*** GEGEVEN FRAGMENT

| |
| |
| |
Uit de tijdschriften
Belgisch tijdschrift voor filologie en geschiedenis 53 (1975), nr. 3
A. Derolez heeft grote waardering voor de dissertatie van P.F.J. Obbema Een Deventer bibliotheekcatalogus van het einde der vijftiende eeuw. Een bijdrage tot de studie van laat-middeleeuwse bibliotheekcatalogi; hij noemt dit boek een uitstekende, originele studie.
| |
Dietsche warande & Belfort 121 (1976), nr. 7
André Demedts bespreekt Dichters der innerlijkheid (Buckinx, De Vos, De Belder, Helderenberg) en Marcel Janssens ‘Thuis’ van Hugo Claus. - Willy Spillebeen geeft een beeld van De troubadour Clem Schouwenaars en Hugo Brems ziet De coninck van de poëzie in Herman Cruyff.
| |
Dokumentaal 5 (1976), nr. 3
Vakgenootschap biedt weer allerlei nieuws, zoals een vertaling van de ‘Mariken van Nieumeghen’ in het Hongaars. - Eric Hulsens geeft een Inventarisatie van De studie van de jeugdliteratuur in de Neerlandistiek. - Vervolgens Aanvullingen op..., Pas verschenen, Gepromoveerd en de Bibliografie: Taalzuivering in Vlaanderen (2) door Tony Suffeleers.
| |
Driemaandelijkse bladen 28 (1976), nr. 1
H. Doedens schrijft over Potgieter en de Groninger vrienden, terwijl J. Wieringa De straatnaam ‘De Waard’ te Donderen en Het toponiem Hoedekast verklaart. - R.A. Ebeling onderzoekt de zelden voorkomende familienaam Witmaker en tevens De familienaam Schulenklopper. - Over volkstaal en syntax is de tekst van een voordracht die H. Entjes hield op het 34ste Nederlandse Filologencongres te Amsterdam in 1976; hij besteedt verder aandacht aan het woord Smartlap. - H. Bloemenhoff brengt verslag uit van zijn ervaringen opgedaan tijdens Een cursus ‘Stellingwarfs’ en P. Boekholt bespreekt het boek Historie van Groningen, Stad en Land.
| |
Forum der letteren 17 (1976), nr. 3
Ut musica poesis. Literaire muzikalisering bij romantici, burgers en expressionisten van Alfred G.H. Kerckhoffs gaat over de spanningen tussen het burgerlijke en het romantische. - A. Ollongren geeft enkele Overpeinzingen bij een rede nl. bij Taal en taalwetenschap van E.M. Uhlenbeck. - Alfred Kerckhoffs en H.A.Wage bespreken de bundel Expressionism as an international literary phenomenon: 21 essays and a bibliography en A.G. Sciarone beveelt het werk van Jan van Bakel Automatische zinsontleding met computer aan, aan iedereen die zich een beeld wil vormen van een aantal mogelijkheden en onmogelijkheden van de computer bij taalanalyses.

******
*** AANGELEVERD MATERIAAL

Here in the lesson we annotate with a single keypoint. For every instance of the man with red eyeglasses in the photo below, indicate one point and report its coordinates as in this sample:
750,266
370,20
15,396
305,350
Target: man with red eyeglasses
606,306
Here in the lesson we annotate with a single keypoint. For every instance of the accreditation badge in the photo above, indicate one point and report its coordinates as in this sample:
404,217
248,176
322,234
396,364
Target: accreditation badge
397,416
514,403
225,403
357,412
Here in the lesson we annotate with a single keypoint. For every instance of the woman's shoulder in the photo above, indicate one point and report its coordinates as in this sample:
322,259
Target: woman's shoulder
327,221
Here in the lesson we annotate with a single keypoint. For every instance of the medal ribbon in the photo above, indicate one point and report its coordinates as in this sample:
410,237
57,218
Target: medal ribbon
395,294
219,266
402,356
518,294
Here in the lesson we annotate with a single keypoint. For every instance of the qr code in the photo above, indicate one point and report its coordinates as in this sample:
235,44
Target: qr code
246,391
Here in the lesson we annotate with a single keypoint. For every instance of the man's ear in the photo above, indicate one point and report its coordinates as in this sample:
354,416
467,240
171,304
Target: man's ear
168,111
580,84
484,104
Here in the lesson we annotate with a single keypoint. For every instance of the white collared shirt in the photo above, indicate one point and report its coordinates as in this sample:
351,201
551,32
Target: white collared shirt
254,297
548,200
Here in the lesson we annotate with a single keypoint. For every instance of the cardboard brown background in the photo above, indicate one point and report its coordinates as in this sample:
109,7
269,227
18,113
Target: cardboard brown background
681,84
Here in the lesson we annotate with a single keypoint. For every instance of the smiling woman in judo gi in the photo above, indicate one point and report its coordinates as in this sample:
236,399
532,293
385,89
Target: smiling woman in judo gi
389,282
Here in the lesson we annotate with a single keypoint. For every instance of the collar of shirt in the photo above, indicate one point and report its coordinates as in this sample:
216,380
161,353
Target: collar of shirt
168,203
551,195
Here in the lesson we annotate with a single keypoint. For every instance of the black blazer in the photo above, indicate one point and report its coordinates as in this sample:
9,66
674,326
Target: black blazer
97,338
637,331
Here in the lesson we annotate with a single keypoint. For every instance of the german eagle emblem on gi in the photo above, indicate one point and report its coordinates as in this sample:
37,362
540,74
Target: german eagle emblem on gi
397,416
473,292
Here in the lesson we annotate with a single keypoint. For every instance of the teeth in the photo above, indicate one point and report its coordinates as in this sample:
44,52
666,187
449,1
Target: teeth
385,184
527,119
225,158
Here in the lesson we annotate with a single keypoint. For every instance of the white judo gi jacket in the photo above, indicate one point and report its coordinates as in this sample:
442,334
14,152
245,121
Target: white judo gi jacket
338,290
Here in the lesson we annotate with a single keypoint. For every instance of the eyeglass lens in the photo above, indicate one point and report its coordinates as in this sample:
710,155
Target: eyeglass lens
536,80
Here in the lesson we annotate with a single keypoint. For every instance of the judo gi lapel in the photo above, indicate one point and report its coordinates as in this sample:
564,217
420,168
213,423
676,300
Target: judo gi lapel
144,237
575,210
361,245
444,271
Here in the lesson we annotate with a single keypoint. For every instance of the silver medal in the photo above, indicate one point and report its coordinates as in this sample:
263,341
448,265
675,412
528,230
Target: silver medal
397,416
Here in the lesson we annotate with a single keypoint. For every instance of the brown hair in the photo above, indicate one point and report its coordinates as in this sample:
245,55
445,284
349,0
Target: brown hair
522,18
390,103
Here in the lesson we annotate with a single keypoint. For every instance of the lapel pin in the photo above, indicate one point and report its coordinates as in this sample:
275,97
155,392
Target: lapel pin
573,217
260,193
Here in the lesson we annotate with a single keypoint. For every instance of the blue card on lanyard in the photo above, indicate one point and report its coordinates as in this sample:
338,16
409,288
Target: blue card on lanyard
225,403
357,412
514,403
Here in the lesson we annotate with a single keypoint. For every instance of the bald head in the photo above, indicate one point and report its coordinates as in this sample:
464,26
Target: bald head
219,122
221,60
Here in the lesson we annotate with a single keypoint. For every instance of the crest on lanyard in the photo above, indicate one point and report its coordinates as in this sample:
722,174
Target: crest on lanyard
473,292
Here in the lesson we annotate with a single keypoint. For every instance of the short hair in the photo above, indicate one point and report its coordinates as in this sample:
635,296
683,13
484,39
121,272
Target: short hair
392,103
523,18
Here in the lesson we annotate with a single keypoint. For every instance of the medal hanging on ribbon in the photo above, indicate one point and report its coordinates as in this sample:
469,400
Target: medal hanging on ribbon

******

DOEL OEFENING
Vertaal deze zin uit het tijdschriftenoverzicht in het Engels: "Vakgenootschap biedt weer allerlei nieuws, zoals een vertaling van de ‘Mariken van Nieumeghen’ in het Hongaars." De regels zijn apart materiaal en horen niet bij het tijdschriftenoverzicht.

VERWACHT RESULTAAT
Vakgenootschap once again offers all kinds of news, such as a translation of the ‘Mariken van Nieumeghen’ into Hungarian.